# Given information:
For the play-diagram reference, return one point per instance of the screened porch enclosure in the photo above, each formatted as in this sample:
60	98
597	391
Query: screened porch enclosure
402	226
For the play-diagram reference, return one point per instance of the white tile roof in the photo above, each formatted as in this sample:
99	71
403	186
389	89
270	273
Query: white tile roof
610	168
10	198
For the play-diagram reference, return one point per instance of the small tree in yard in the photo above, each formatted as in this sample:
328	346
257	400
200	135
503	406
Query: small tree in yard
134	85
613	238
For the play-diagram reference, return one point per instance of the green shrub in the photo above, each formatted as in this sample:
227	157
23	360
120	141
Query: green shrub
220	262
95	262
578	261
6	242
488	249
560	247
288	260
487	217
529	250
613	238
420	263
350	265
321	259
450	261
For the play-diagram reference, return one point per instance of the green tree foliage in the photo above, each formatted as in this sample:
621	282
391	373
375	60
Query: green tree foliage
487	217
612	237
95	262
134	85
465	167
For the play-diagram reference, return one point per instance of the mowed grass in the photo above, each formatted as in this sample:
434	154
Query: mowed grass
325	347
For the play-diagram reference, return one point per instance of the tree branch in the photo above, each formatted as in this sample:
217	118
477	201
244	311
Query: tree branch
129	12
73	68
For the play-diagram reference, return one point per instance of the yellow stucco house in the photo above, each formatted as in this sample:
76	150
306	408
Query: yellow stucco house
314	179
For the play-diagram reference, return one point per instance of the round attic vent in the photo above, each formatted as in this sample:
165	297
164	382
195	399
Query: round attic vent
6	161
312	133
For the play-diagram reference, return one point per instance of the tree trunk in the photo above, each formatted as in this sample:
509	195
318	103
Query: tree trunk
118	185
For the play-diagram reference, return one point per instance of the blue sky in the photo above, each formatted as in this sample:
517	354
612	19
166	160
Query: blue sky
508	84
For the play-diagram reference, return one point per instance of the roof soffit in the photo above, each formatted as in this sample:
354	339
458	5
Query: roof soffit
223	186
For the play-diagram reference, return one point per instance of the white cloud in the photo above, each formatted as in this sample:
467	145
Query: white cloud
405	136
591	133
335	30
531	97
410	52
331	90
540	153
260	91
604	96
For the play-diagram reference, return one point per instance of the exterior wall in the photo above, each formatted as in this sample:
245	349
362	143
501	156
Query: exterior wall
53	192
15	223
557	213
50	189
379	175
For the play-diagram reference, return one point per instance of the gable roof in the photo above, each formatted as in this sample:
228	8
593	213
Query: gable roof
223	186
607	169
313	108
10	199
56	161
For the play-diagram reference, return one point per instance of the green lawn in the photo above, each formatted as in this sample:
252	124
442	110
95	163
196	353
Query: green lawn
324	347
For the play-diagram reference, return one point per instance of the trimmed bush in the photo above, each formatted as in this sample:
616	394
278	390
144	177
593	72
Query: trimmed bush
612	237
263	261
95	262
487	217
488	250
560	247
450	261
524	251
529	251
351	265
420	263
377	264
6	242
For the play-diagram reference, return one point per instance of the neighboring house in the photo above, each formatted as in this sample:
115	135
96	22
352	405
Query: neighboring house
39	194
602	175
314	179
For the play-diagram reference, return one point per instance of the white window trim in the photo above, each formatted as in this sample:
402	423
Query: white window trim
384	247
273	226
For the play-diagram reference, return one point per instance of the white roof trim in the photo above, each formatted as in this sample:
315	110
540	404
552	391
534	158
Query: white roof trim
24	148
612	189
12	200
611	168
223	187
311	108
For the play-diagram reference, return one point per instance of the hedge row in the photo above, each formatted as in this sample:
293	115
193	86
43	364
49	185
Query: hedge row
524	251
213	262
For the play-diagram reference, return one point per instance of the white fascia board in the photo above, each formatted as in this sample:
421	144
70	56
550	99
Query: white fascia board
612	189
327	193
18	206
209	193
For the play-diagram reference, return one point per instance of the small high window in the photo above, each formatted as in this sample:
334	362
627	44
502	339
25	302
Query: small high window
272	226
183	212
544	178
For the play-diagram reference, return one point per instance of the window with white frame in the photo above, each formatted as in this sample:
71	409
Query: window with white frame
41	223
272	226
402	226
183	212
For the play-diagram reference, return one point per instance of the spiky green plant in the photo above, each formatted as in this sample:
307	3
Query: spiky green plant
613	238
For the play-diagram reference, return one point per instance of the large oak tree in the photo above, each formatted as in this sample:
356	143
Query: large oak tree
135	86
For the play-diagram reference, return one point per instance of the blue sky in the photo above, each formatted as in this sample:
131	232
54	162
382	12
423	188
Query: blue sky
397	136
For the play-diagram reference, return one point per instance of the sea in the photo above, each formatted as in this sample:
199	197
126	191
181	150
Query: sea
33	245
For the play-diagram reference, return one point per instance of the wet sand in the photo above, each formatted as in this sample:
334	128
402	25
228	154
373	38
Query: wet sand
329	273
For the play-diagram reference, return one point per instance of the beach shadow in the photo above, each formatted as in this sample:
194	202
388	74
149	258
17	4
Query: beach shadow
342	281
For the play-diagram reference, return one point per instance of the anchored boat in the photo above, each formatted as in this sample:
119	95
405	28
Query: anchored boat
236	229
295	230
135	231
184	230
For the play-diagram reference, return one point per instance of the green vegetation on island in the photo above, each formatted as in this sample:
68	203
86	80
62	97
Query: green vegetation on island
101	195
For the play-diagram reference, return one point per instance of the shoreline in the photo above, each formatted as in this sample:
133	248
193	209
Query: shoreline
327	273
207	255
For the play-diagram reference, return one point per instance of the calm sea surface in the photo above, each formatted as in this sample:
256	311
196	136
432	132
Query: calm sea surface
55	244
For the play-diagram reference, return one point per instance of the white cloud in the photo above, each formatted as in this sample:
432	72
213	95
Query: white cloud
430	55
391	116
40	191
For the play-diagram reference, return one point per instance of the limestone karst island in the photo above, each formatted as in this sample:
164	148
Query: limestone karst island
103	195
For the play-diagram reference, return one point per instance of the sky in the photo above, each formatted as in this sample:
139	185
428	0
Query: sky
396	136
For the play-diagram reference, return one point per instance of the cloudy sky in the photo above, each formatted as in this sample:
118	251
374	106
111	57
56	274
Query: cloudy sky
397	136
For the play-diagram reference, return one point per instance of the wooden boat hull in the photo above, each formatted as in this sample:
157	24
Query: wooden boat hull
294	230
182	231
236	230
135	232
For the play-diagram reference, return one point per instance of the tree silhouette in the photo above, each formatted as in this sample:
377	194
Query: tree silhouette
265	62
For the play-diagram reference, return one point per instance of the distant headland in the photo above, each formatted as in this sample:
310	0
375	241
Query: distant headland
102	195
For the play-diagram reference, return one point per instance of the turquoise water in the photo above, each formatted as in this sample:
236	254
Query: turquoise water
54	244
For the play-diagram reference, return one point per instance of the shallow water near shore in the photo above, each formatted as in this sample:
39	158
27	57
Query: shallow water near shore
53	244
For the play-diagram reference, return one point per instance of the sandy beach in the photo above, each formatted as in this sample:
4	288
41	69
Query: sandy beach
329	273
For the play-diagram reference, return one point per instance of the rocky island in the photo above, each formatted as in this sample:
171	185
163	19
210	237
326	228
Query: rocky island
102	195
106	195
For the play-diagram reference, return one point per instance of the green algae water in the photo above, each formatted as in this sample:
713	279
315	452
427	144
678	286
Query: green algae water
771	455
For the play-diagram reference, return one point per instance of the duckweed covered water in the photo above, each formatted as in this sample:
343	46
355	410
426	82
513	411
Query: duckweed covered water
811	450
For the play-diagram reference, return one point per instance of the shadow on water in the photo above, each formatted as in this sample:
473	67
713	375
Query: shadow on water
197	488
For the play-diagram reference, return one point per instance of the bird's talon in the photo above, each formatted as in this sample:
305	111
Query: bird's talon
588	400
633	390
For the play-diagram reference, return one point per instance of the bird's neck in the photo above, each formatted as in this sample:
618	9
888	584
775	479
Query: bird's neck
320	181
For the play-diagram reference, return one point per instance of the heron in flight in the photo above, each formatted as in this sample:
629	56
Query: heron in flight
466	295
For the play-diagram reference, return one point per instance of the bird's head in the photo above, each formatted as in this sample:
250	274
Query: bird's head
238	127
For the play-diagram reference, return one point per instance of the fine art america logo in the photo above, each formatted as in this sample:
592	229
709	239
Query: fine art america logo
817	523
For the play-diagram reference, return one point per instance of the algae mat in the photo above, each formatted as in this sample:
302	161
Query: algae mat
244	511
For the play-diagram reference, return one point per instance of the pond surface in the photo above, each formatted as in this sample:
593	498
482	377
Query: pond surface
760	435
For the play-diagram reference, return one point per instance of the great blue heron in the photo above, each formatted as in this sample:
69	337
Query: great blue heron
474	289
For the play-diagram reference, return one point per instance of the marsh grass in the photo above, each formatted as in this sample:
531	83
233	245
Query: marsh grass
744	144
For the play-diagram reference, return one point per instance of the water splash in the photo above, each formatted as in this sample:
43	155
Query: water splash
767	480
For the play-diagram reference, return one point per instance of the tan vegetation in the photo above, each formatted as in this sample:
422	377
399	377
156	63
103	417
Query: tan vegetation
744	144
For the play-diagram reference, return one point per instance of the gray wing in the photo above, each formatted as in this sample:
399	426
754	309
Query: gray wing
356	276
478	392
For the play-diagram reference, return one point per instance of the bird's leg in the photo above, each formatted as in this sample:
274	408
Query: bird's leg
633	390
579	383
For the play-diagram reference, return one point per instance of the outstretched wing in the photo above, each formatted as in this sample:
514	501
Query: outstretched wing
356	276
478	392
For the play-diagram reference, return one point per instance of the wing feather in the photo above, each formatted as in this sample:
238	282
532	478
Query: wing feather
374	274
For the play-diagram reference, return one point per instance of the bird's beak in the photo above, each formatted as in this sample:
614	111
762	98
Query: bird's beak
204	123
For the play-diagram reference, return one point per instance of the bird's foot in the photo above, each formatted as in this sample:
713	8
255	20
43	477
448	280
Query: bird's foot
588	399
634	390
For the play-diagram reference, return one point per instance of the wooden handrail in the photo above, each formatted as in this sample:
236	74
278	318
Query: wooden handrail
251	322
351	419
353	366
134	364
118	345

# Exercise description:
Please write out the material word for word, starting at the line that contains "of the wing" and ending at the final line of the material, with both of those lines included.

# Completed exercise:
For the play-diagram reference, return one point per instance of the wing feather in the photo above, each formatted as in this sample:
238	282
532	478
Query: wing feather
374	274
For the play-diagram reference, return one point per instance of the bird's beak in the photo above, each formatted as in this sample:
614	111
762	98
Query: bird's beak
204	123
For the play-diagram reference, return one point per instance of the bird's foot in the photo above, each formatted as in this sample:
713	8
255	20
43	477
448	280
Query: bird's foot
588	399
634	390
For the play-diagram reference, return one point per instance of the wooden handrail in the photo above, each formatted as in this sample:
236	74
278	318
Query: wooden handrail
251	322
351	419
353	366
134	364
118	345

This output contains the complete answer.